>> start Rows

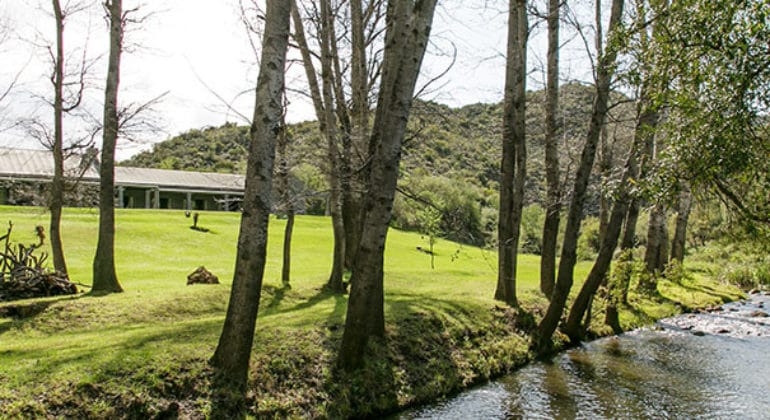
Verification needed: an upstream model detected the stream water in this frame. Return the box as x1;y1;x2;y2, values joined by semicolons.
397;294;770;419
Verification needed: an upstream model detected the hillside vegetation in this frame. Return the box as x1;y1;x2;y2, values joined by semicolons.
121;84;635;245
0;207;740;418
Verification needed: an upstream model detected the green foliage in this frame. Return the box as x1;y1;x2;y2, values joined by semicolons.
577;217;601;261
650;0;770;236
0;207;735;418
392;175;485;245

>> end Rows

_Short exercise:_
Please rewrite the records from the line containing "Verification needed: an upstream model detected the green" through the end of the records, replacing "foliage" with "leaves" and leaving everything else unchanged.

_Result of the exercise:_
Verification needed: an upstream model detected the green leaves in this frame. Return the box as x1;y1;x2;y2, values joined by semicolons.
577;217;601;261
650;0;770;236
0;207;735;418
392;175;485;245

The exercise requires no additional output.